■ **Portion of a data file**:
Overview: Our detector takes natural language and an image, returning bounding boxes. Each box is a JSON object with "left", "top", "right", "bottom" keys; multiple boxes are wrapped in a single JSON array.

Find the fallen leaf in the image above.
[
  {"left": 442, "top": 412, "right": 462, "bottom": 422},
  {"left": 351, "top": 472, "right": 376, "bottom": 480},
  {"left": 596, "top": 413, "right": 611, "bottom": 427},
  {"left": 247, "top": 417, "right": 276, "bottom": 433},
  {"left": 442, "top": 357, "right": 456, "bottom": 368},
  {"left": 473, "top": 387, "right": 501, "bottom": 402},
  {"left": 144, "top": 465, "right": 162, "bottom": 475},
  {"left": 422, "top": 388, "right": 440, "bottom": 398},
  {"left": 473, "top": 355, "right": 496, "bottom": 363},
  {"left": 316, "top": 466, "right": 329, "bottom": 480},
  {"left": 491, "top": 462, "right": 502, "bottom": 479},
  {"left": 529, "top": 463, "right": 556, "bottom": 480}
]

■ **Work to be completed**: Please write out all of the material above, line for line and without any changes.

■ **Correct result**:
Overview: Our detector takes natural language and an image, returning bounding boxes. Each box is a JSON object with "left", "top", "right", "bottom" keys; multiple boxes are wrapped in a single JSON array.

Find the fallen leaf in the image above.
[
  {"left": 442, "top": 412, "right": 462, "bottom": 422},
  {"left": 351, "top": 472, "right": 376, "bottom": 480},
  {"left": 596, "top": 413, "right": 611, "bottom": 427},
  {"left": 247, "top": 417, "right": 276, "bottom": 433},
  {"left": 442, "top": 357, "right": 456, "bottom": 368},
  {"left": 473, "top": 387, "right": 501, "bottom": 402},
  {"left": 144, "top": 465, "right": 162, "bottom": 475},
  {"left": 422, "top": 388, "right": 440, "bottom": 398},
  {"left": 473, "top": 355, "right": 496, "bottom": 363},
  {"left": 316, "top": 466, "right": 329, "bottom": 480},
  {"left": 491, "top": 462, "right": 502, "bottom": 479},
  {"left": 529, "top": 463, "right": 556, "bottom": 480}
]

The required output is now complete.